____ DATA SHOWN

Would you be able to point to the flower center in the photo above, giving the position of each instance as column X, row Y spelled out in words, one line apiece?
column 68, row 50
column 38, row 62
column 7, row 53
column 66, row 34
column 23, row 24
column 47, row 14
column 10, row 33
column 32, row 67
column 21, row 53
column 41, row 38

________

DIRECTIONS: Output all of the entries, exactly as they are written.

WRITTEN ANSWER:
Would you be able to point to the flower center in the photo above, giving the position of each instance as column X, row Y spelled out in words, one line apiece?
column 68, row 50
column 38, row 62
column 7, row 53
column 66, row 34
column 23, row 24
column 47, row 14
column 10, row 33
column 32, row 67
column 21, row 53
column 41, row 38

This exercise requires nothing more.